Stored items
————

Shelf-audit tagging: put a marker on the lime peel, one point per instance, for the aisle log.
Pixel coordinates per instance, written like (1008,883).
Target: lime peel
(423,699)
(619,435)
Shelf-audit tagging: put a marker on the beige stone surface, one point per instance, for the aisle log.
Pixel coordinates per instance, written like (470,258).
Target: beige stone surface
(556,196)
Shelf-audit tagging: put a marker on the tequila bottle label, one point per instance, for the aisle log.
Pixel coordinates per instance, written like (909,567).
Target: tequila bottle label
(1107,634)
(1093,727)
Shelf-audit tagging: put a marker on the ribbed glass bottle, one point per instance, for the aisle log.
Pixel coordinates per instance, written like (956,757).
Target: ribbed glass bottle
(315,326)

————

Set down all of the data above, word for word.

**EXERCISE OUTPUT**:
Shelf-audit tagging: put a marker on the lime peel, one point per instance, for the aisle log.
Pixel coordinates per instance, written like (1008,883).
Target: lime peel
(423,699)
(619,435)
Shelf-audit tagging: put a marker on the beige stone surface, one point per instance, for the aisle log.
Pixel coordinates per instance, written like (470,258).
Target: beige stone surface
(556,196)
Shelf-audit tagging: put a marker on the tequila bottle label, one point per instance, for the aisle log.
Pixel coordinates per instance, written like (909,567).
Target: tequila bottle label
(1107,634)
(1093,727)
Shelf-audit tagging: put a marker on the ribbed glass bottle, one point per instance, for the aisle log.
Pixel coordinates per instance, written like (956,757).
Target: ribbed glass bottle
(315,326)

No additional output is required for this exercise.